- 所附节选:

• daal4py 随机森林模型训练mnist并保存模型给C++ daal predict使用


    # daal4py Decision Forest Classification Training example Serialization
    
    import daal4py as d4p
    import numpy as np
    import pickle
    from sklearn.datasets import fetch_mldata
    from sklearn.model_selection import train_test_split
    
    def get_mnist():
        mnist = fetch_mldata('MNIST original')
        X_train, X_test, y_train, y_test = train_test_split(mnist.data, mnist.target, train_size=60000, test_size=10000)
        data   = np.ascontiguousarray(X_train, dtype=np.float32)
        labels = np.ascontiguousarray(y_train, dtype=np.float32).reshape(y_train.shape[0],1)
    
        return data, labels
    
    # serialized model can be used only by daal4py with pickle
    def pickle_serialization(result, file='df_result.pkl'):
        with open(file,'wb') as out:
            pickle.dump(result, out)
    
    # universal naitive DAAL model serializtion. Can be used in all DAAL interfaces C++/Java/pydaal/daal4py
    def native_serialization(result, file='native_result.txt'):
        daal_buff = result.__getstate__()
        File = open(file, "wb")
        File.write(daal_buff)
    
    
    if __name__ == "__main__":
        data, labels = get_mnist()

- 任务目标:
1. 请引用上文 daal4py 随机森林示例中从“# daal4py Decision”到“mnist = fetch_mldata('MNIST original')”的部分，一字不改。
2. 请续写 daal4py 随机森林示例，从其最后一行之后接着写下去。

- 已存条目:
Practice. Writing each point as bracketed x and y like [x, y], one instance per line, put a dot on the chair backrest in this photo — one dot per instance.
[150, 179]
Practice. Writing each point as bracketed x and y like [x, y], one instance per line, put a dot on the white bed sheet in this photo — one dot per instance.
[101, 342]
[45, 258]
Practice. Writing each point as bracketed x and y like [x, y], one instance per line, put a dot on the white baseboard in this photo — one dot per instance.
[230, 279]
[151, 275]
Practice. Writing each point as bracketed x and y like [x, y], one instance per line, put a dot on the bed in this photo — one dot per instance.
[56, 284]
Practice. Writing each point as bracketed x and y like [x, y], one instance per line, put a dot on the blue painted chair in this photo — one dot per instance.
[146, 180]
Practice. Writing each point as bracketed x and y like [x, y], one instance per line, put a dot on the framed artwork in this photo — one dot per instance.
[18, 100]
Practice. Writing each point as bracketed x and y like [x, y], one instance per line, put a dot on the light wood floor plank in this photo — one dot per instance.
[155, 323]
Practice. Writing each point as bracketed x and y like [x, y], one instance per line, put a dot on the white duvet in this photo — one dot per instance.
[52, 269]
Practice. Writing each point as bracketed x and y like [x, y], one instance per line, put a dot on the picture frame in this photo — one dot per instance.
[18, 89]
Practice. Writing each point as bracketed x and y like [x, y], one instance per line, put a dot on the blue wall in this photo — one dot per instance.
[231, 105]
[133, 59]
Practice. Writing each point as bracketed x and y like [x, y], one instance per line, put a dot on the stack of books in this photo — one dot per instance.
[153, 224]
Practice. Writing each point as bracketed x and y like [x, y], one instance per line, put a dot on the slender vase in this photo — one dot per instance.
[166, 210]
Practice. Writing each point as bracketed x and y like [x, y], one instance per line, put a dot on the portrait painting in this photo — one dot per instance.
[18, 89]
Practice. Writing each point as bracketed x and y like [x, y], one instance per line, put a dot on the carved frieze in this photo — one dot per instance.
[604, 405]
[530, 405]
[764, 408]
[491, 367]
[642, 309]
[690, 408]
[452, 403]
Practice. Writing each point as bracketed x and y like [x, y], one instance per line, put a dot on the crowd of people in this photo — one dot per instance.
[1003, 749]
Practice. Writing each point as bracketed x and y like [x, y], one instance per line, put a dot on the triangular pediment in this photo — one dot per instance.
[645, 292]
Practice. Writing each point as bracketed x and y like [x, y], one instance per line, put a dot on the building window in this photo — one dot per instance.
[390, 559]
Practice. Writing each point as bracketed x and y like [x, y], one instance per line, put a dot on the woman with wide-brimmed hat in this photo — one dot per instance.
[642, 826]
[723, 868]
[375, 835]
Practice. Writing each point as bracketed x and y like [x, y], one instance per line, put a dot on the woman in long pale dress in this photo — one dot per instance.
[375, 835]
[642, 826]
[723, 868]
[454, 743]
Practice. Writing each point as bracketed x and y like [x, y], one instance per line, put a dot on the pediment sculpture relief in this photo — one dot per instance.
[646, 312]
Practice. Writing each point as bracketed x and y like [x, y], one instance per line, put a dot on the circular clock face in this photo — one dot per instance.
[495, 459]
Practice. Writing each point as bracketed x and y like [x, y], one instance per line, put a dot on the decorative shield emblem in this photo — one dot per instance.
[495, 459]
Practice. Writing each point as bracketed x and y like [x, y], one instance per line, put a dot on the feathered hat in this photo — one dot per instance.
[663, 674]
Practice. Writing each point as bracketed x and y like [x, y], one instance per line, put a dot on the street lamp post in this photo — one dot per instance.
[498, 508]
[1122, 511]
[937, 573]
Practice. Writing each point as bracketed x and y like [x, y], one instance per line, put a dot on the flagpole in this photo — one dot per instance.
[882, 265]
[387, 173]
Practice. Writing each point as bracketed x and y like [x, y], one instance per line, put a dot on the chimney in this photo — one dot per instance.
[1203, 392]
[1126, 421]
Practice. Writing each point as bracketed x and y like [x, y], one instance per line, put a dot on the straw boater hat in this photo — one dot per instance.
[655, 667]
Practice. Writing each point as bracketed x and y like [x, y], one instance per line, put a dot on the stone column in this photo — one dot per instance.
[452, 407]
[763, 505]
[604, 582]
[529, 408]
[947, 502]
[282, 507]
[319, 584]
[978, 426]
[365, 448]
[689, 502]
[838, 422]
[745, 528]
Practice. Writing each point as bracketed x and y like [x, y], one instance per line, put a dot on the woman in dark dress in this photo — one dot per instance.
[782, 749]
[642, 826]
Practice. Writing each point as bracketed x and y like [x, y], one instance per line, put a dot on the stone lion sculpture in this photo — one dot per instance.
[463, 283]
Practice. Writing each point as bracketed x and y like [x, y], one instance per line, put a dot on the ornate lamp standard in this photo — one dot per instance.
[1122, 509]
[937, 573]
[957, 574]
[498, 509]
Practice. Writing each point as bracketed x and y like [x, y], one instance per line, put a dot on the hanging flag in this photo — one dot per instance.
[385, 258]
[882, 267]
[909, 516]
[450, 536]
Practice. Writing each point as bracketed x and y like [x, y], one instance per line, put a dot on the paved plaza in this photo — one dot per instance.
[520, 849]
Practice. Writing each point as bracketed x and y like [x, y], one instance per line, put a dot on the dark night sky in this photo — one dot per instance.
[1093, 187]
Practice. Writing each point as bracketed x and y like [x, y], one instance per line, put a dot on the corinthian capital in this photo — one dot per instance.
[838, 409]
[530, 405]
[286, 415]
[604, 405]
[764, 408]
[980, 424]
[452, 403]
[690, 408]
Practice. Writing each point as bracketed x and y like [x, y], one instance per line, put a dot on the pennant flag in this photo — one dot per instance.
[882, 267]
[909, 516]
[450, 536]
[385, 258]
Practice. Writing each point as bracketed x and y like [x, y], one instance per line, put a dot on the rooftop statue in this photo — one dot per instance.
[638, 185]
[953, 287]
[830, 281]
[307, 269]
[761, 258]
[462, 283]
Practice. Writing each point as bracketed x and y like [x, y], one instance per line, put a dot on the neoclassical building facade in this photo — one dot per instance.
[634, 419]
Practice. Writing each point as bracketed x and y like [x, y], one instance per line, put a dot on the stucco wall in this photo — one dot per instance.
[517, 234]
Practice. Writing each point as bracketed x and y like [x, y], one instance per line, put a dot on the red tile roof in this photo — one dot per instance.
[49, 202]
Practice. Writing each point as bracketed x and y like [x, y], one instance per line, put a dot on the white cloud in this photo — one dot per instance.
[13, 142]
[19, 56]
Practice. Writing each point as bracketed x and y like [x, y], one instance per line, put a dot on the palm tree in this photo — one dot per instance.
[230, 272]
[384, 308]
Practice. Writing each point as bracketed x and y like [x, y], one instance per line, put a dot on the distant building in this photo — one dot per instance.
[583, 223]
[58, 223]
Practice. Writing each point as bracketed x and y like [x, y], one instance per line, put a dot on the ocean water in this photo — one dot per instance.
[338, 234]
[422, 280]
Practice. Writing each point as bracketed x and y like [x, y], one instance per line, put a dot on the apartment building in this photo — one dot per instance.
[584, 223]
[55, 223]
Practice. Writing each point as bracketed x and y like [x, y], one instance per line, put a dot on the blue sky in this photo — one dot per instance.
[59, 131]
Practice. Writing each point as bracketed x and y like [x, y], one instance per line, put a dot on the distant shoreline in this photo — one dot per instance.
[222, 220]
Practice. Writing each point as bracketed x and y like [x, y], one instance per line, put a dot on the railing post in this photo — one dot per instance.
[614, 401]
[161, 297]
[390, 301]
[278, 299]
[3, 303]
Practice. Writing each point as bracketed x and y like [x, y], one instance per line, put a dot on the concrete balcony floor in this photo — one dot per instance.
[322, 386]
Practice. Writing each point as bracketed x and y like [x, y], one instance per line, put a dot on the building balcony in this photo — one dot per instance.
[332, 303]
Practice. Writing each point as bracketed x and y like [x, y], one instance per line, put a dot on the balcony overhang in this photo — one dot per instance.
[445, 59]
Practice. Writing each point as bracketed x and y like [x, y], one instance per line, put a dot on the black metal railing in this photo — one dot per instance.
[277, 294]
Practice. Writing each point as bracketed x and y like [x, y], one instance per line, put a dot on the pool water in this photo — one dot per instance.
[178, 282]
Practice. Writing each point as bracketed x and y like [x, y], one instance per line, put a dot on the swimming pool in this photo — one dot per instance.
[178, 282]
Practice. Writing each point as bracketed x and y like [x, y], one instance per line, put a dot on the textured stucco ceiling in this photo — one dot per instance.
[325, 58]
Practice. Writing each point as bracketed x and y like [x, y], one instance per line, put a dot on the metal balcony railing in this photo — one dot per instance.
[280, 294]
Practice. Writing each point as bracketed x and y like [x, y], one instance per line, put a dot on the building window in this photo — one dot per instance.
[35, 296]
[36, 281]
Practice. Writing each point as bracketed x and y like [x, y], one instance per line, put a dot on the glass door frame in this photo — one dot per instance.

- 回答列表:
1.
# daal4py Decision Forest Classification Training example Serialization
    
    import daal4py as d4p
    import numpy as np
    import pickle
    from sklearn.datasets import fetch_mldata
    from sklearn.model_selection import train_test_split
    
    def get_mnist():
        mnist = fetch_mldata('MNIST original')

2.
    
        # 'fptype' parameter should be the same type as input numpy arrays to archive the best performance
        # (no data conversation in this case)
        train = d4p.decision_forest_classification_training(10, fptype='float', nTrees=100, minObservationsInLeafNode=1,
                                                            engine = d4p.engines_mt19937(seed=777),bootstrap=True)
        result = train.compute(data, labels)
    
        # serialize model to file
        pickle_serialization(result)
        native_serialization(result)
    

      

    python预测

    import daal4py as d4p
    
    import numpy as np
    import pickle
    from sklearn.datasets import fetch_mldata
    from sklearn.model_selection import train_test_split
    
    def get_mnist_test():
        mnist = fetch_mldata('MNIST original')
        X_train, X_test, y_train, y_test = train_test_split(mnist.data, mnist.target, train_size=60000, test_size=10000)
        pdata   = np.ascontiguousarray(X_test, dtype=np.float32)
        plabels = np.ascontiguousarray(y_test, dtype=np.float32).reshape(y_test.shape[0],1)
    
        return pdata, plabels
    
    def checkAccuracy(plabels, prediction):
        t = 0
        count = 0
        for i in plabels:
            if i != prediction[t]:
                count = count + 1
            t = t + 1
        return (1 - count/t)
    
    def pickle_deserialization(file='df_result.pkl'):
        with open(file,'rb') as inp:
            return pickle.load(inp)
    
    def native_deserialization(file='native_result.txt'):
        daal_result = d4p.decision_forest_classification_training_result()
        File = open(file, "rb")
        daal_buff = File.read()
        daal_result.__setstate__(daal_buff)
        return daal_result
    
    if __name__ == "__main__":
        nClasses = 10
    
        pdata, plabels = get_mnist_test()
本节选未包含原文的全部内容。